What is required -> In the listing below, how many lines contain the string "write"? Case counts. Reply with the number alone.

Provided information ->
*****

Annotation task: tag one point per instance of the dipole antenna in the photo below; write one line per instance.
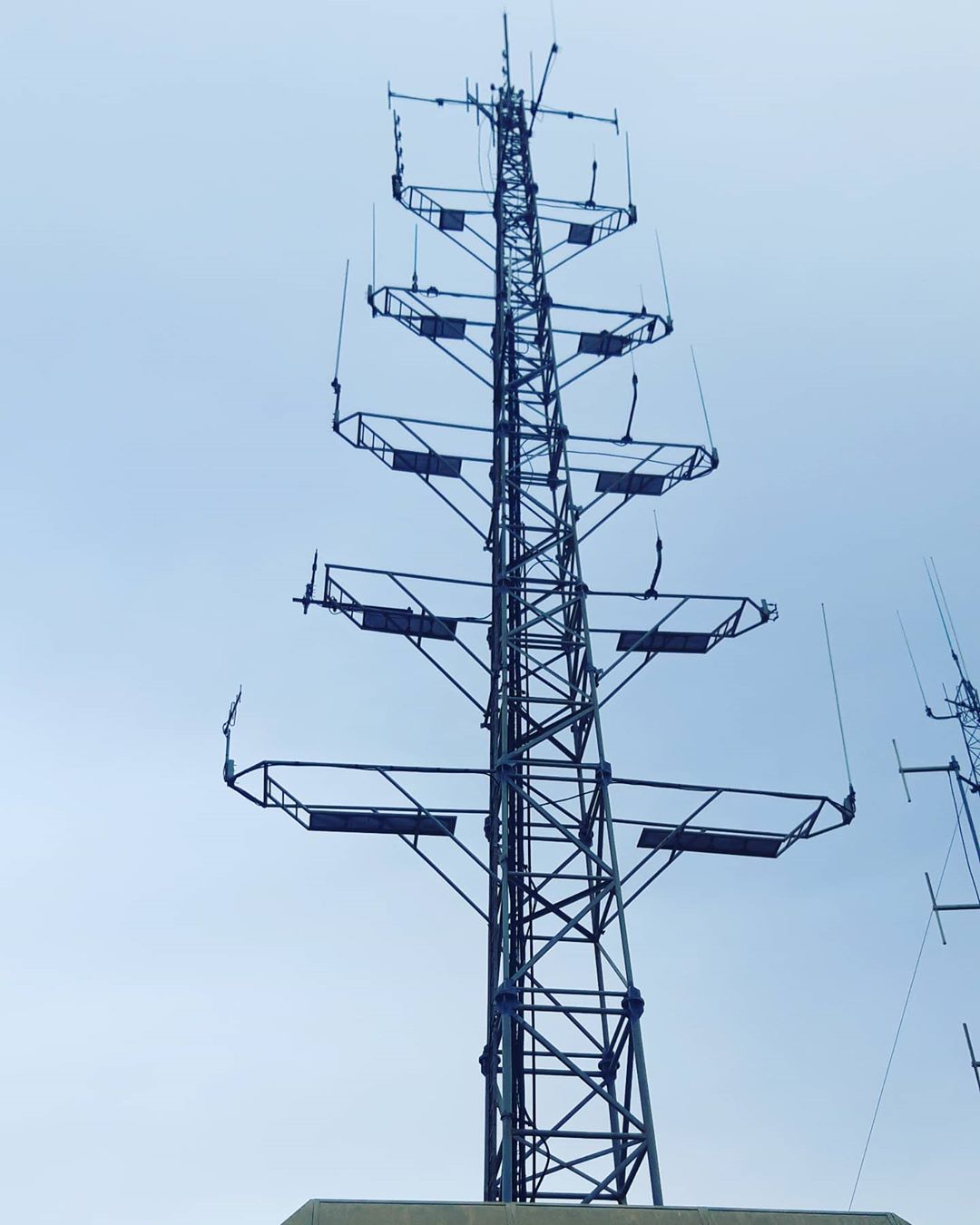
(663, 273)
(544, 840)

*****

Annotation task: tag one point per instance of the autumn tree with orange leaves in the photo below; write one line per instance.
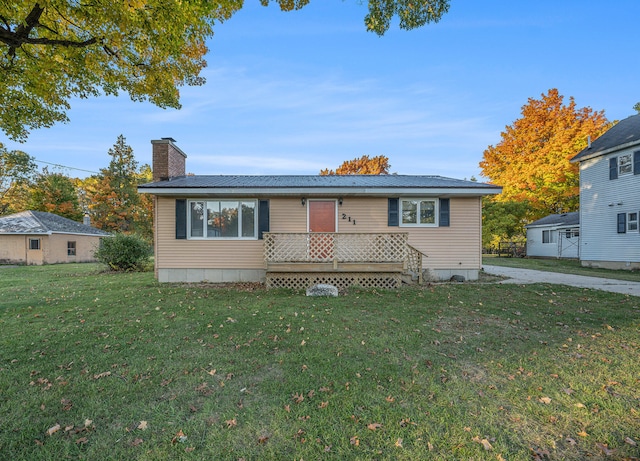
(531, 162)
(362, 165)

*****

Solution to the exercise -> 2